> EXERCISE: Report each line of the material below that contains the word "with".

## begin INPUT

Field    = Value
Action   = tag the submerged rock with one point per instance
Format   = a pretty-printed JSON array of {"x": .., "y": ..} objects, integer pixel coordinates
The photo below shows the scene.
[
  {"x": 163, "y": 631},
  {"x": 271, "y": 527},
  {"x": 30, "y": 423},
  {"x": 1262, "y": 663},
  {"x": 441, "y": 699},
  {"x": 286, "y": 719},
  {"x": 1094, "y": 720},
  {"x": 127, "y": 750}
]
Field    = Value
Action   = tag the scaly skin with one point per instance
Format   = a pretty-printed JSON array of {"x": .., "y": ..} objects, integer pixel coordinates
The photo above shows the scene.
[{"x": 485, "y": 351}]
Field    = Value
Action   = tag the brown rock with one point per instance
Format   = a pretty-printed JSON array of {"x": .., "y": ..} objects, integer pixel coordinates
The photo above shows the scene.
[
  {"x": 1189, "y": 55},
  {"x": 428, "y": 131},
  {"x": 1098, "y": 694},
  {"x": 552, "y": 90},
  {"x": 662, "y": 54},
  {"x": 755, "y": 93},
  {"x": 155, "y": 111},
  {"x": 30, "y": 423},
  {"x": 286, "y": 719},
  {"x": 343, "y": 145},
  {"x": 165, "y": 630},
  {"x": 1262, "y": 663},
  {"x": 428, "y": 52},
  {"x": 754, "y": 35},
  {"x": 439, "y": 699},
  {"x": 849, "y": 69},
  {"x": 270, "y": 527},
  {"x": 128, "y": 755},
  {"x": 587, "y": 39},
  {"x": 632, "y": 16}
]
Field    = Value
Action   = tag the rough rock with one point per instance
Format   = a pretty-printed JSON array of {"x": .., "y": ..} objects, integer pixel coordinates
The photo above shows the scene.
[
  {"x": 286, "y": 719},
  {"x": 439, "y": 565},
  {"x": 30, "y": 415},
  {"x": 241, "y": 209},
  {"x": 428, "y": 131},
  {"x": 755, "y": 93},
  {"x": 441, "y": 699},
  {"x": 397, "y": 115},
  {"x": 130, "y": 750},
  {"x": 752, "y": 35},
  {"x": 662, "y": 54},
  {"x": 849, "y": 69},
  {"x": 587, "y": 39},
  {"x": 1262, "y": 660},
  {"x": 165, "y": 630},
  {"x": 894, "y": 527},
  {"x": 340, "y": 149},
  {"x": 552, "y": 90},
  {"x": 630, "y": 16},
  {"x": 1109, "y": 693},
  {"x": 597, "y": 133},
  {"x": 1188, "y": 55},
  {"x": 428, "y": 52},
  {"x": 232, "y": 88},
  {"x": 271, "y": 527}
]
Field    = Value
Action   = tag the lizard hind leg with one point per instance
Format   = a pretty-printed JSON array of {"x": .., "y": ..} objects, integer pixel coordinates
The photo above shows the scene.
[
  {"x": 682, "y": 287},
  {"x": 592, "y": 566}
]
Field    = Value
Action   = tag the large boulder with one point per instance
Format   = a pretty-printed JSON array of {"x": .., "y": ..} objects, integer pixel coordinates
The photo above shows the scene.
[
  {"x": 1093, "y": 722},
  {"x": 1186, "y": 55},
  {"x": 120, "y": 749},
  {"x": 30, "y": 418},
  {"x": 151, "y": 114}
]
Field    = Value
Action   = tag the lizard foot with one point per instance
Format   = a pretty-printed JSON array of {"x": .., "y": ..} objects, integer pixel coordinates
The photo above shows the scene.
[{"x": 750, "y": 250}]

## end INPUT

> RESPONSE TO THIS EXERCISE:
Action   = tag the submerged rock with one point per instance
Action   = tag the scaly skin with one point per instance
Action   = tag the brown rock with one point per instance
Action   = tag the rough rock with one point per instance
Action   = tag the lizard hind leg with one point per instance
Action   = tag the large boulder with one point per instance
Action   = tag the lizard foot with one point per instance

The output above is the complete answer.